**Testo citato**:

4 aprile del 1944 – la scoperta del campo di Auschwitz
Fra i 3.479 fascicoli della serie “Air 27 – Operations Record Books, Squadrons” dell’Archivio Nazionale di Londra c’è la documentazione di una missione aerea del 4 aprile 1944, classificata con la sigla 60PR/694. Una missione destinata ad acquisire fotografie aeree di un obiettivo da bombardare e distruggere nella Polonia occupata dal Terzo Reich.
Sembra una come tante altre, una delle migliaia della Seconda Guerra Mondiale: nel fascicolo della missione – la numero 694 del 60° Photo Reconnaissance Squadron della South African Air Force (SAAF) – non c’è niente di particolare, a prima vista. Si trovano il piano di volo, la relazione di servizio del pilota e del suo navigatore, i dati tecnici riferiti al viaggio, le attrezzature impiegate, la descrizione delle difficoltà che l’equipaggio ha incontrato. Si è trattato di un volo di ricognizione fotografica.L’aereo quel giorno è partito dal campo di San Severo, uno degli aeroporti del “Foggia Airfield Complex”, il complesso aeroportuale militare della provincia di Foggia.

Al ritorno, oltre alle foto dell’obiettivo da bombardare, l’equipaggio ha portato a casa le prime fotografie della storia fatte al campo di concentramento di Auschwitz. Al campo di sterminio per eccellenza.
Come è noto, Auschwitz era un complesso di tre lager: Auschwitz I (“Stammlager”, lager principale), Birkenau (Auschwitz II) e Monowitz (Auschwitz III). In questo complesso c’erano anche trentanove sottocampi di lavoro. Monowitz, in particolare, era l’ultimo “pezzo” ad essere realizzato, distante qualche chilometro dagli altri due lager, costruito a ridosso del grande impianto Buna-Werke per la produzione di gomma sintetica della compagnia tedesca I.G. Farben. Era il più grande stabilimento chimico del mondo. Proprio nel 1944, la I.G. Farben utilizzava il lavoro di oltre ottantamila deportati.
Gli anglo-americani erano al corrente dell’esistenza del grande impianto Buna-Werke e pur avendo qualche dubbio in merito alla sua effettiva funzione avevano comunque deciso di bombardarlo, di distruggerlo. Dall’altra parte del “fronte”, le cose andavano piuttosto bene. La Campagna d’Italia procedeva con successo e nella prima grande pianura che gli anglo-americani avevano trovato, il Tavoliere, erano attivi numerosi aeroporti: decine di piste grazie alle quali la 15^ Air Force americana riusciva ad arrivare con i suoi aerei oltre i Balcani, fin sopra la Polonia occupata.

**Breve esercizio 1**:
Nei record, riscrivi tutto dalla riga che contiene "Might I ask you to point at the stacked" giù fino alla riga che contiene "point(486, 264)", scambiando "Might I ask you" con "Could you" e lasciando invariato il resto.
Il testo e i record non hanno alcun legame tra loro.

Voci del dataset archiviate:
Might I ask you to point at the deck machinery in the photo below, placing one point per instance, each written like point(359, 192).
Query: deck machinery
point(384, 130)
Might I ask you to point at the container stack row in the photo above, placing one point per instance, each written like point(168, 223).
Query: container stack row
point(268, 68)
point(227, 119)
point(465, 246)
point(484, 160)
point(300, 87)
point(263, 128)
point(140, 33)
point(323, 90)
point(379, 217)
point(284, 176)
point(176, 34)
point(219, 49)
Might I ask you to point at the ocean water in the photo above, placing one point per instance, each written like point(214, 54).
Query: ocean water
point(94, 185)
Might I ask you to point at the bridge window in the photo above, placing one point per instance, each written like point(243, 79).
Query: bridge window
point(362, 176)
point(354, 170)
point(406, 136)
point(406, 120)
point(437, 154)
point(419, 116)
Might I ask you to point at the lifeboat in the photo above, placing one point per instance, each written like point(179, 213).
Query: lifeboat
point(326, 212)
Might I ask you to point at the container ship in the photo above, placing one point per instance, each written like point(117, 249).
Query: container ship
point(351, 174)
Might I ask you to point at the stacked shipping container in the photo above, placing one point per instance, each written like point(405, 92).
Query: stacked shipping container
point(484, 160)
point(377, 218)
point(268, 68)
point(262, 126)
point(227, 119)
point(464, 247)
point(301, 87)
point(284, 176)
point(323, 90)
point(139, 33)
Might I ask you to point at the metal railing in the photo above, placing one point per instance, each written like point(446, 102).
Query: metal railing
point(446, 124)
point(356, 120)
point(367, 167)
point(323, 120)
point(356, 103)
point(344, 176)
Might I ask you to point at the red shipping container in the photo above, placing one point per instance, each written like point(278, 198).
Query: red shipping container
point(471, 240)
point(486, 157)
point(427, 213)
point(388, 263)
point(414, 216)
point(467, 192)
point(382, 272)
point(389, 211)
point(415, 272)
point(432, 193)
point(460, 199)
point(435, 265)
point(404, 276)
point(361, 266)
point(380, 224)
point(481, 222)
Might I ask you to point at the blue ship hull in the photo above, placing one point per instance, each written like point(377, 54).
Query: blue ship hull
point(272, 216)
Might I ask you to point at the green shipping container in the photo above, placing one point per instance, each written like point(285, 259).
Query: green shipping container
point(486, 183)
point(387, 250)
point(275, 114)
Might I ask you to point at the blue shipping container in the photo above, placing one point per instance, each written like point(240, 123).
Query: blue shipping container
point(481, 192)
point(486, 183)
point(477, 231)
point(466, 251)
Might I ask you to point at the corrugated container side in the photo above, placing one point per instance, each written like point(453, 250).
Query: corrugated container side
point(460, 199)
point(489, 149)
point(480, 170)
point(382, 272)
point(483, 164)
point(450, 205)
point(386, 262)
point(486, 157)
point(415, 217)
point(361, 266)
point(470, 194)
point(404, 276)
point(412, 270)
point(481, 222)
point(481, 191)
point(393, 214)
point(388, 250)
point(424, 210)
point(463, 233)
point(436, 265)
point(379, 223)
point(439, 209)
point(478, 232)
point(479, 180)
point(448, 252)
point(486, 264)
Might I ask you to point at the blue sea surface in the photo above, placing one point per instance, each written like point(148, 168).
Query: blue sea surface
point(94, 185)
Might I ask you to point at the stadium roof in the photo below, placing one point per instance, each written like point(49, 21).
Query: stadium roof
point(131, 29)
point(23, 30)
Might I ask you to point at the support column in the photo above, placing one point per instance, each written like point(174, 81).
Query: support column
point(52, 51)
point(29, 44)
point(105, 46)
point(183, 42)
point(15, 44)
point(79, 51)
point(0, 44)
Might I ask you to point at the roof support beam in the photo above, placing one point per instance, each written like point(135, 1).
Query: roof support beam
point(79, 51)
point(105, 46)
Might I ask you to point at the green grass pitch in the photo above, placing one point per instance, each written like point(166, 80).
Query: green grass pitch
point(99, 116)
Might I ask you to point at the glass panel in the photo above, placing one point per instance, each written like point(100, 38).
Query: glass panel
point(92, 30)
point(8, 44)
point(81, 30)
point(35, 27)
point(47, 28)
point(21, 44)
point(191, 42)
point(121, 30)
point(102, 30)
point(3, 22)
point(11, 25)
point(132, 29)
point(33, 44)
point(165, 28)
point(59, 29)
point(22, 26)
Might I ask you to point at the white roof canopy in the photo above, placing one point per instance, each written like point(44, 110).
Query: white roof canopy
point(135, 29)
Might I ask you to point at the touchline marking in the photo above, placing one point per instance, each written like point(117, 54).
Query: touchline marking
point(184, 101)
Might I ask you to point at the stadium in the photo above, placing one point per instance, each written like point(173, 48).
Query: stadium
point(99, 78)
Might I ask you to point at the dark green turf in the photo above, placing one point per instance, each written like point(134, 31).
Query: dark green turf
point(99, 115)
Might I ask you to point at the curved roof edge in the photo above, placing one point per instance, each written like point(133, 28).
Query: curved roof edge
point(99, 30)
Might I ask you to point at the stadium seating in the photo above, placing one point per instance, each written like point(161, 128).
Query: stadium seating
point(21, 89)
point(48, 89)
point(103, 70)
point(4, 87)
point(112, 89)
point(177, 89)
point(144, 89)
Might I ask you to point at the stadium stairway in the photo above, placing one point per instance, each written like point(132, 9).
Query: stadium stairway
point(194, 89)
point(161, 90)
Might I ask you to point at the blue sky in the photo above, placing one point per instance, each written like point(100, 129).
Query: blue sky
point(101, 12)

**Breve esercizio 2**:
Secondo il testo sulla scoperta di Auschwitz, che cosa permetteva alla 15^ Air Force americana di arrivare fin sopra la Polonia occupata?

**Soluzione esercizio 1**:
Could you to point at the stacked shipping container in the photo above, placing one point per instance, each written like point(405, 92).
Query: stacked shipping container
point(484, 160)
point(377, 218)
point(268, 68)
point(262, 126)
point(227, 119)
point(464, 247)
point(301, 87)
point(284, 176)
point(323, 90)
point(139, 33)
Could you to point at the metal railing in the photo above, placing one point per instance, each written like point(446, 102).
Query: metal railing
point(446, 124)
point(356, 120)
point(367, 167)
point(323, 120)
point(356, 103)
point(344, 176)
Could you to point at the red shipping container in the photo above, placing one point per instance, each written like point(278, 198).
Query: red shipping container
point(471, 240)
point(486, 157)
point(427, 213)
point(388, 263)
point(414, 216)
point(467, 192)
point(382, 272)
point(389, 211)
point(415, 272)
point(432, 193)
point(460, 199)
point(435, 265)
point(404, 276)
point(361, 266)
point(380, 224)
point(481, 222)
Could you to point at the blue ship hull in the photo above, placing one point per instance, each written like point(377, 54).
Query: blue ship hull
point(272, 216)
Could you to point at the green shipping container in the photo above, placing one point per instance, each written like point(285, 259).
Query: green shipping container
point(486, 183)
point(387, 250)
point(275, 114)
Could you to point at the blue shipping container in the photo above, placing one point per instance, each written like point(240, 123).
Query: blue shipping container
point(481, 192)
point(486, 183)
point(477, 231)
point(466, 251)
Could you to point at the corrugated container side in the photo above, placing one point per instance, each written like point(453, 250).
Query: corrugated container side
point(460, 199)
point(489, 149)
point(480, 170)
point(382, 272)
point(483, 164)
point(450, 205)
point(386, 262)
point(486, 157)
point(415, 217)
point(361, 266)
point(470, 194)
point(404, 276)
point(412, 270)
point(481, 222)
point(481, 191)
point(393, 214)
point(388, 250)
point(424, 210)
point(463, 233)
point(436, 265)
point(379, 223)
point(439, 209)
point(478, 232)
point(479, 180)
point(448, 252)
point(486, 264)

**Soluzione esercizio 2**:
Nel Tavoliere, la prima grande pianura trovata dagli anglo-americani durante la Campagna d'Italia, erano attivi numerosi aeroporti. Grazie a quelle decine di piste, la 15^ Air Force riusciva ad arrivare con i suoi aerei oltre i Balcani, fin sopra la Polonia occupata.